▼

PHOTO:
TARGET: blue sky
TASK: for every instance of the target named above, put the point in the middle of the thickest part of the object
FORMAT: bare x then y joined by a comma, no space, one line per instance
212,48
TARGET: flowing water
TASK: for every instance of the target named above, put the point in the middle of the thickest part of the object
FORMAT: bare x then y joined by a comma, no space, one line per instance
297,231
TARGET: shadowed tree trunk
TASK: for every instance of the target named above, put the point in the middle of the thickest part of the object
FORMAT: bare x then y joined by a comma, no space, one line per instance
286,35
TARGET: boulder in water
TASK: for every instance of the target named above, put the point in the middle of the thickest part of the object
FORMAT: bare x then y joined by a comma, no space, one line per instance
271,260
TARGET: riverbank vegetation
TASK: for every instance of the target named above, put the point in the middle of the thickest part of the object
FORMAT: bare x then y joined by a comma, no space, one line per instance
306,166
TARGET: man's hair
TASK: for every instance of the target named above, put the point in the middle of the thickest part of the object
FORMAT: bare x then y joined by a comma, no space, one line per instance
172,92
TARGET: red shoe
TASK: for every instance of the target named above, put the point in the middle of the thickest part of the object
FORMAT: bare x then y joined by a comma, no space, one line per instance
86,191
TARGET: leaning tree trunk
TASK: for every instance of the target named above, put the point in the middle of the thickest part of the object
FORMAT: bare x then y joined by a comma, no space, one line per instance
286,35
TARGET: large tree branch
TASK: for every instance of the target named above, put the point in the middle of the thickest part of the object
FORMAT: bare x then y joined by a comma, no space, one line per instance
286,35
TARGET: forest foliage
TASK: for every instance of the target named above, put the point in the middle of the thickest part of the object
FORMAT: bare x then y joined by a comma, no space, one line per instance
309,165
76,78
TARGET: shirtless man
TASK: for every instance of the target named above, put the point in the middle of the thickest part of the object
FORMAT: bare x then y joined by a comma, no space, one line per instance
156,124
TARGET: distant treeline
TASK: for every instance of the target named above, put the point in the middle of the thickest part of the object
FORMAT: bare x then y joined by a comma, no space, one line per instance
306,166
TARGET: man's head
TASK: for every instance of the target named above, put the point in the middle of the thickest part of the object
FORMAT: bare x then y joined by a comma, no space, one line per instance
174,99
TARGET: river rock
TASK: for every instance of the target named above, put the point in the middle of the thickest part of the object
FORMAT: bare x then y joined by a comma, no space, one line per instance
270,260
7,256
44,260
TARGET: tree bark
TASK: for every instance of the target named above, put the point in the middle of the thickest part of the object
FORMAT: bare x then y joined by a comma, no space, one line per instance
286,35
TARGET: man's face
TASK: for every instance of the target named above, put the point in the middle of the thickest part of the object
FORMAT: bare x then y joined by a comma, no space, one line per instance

▲

Every line above needs to be retyped exactly.

PHOTO:
TARGET: blue sky
TASK: for every instance of the target named above, put the point in the middle of the thickest part of the object
FORMAT: bare x then y joined by a comma, no space, one line per instance
212,48
TARGET: flowing water
TASK: for every instance of the target named above, put the point in the middle of the thickest part of the object
FORMAT: bare x then y joined by a comma, no space, one line per instance
297,231
TARGET: shadowed tree trunk
TASK: for every instance of the target named above, put the point in the middle of the thickest part of the object
FORMAT: bare x then y joined by a comma, no space, one line per instance
286,35
TARGET: boulder in water
TASK: for every instance of the target named above, put the point in the middle of the thickest part of the object
FORMAT: bare x then y joined by a comma, no space, one line per instance
271,260
TARGET: riverbank vegetation
TASK: for every instance of the target named above, put the point in the middle of the thickest part of the object
FORMAT: bare x then y joined by a comma, no space, one line per instance
306,166
TARGET: man's hair
TASK: for every instance of the target named above, put the point in the middle of the thickest part of the object
FORMAT: bare x then y joined by a comma, no space, one line per instance
172,92
TARGET: red shoe
TASK: for every instance of the target named above, put the point in the middle of the thickest part of the object
FORMAT: bare x then y joined by a comma, no space, one line per instance
86,191
TARGET: leaning tree trunk
TASK: for every instance of the target named above, put the point in the middle of the thickest part of the object
FORMAT: bare x then y joined by a comma, no space, one line per instance
286,35
TARGET: large tree branch
TASK: for every instance of the target named above, put the point in the middle of the thickest part of the object
FORMAT: bare x then y joined by a comma, no space, one line per instance
286,35
TARGET: forest foliage
TASK: for every instance of the target named above, put the point in the middle of the thickest part of the object
FORMAT: bare x then y joined by a comma, no space, one line per instance
309,165
76,78
TARGET: shirtless man
TASK: for every instance of the target named above, put the point in the middle of the thickest part of the object
FORMAT: bare x then y joined by a comma, no space, one line per instance
156,124
TARGET: distant treeline
TASK: for every instance of the target named above, put the point in the middle of the thickest part of the object
FORMAT: bare x then y joined by a comma, no space, one line per instance
306,166
TARGET: man's head
TASK: for every instance of the target named above, put the point in the middle of the thickest part of the object
FORMAT: bare x then y joined by a comma, no space, one line per instance
174,99
TARGET: river rock
TASK: for every instance of the target named above, put the point in the middle of the thickest part of the object
FORMAT: bare x then y joined by a comma, no space, one line per instance
270,260
7,256
44,260
TARGET: tree bark
TASK: for every instance of the target named above, put the point in the middle of the thickest part of the object
FORMAT: bare x then y joined by a comma, no space, one line per instance
286,35
TARGET: man's face
TASK: for every instance of the target named above, put the point in the middle of the thickest part of the object
FORMAT: bare x then y joined by a comma, no space, one line per instance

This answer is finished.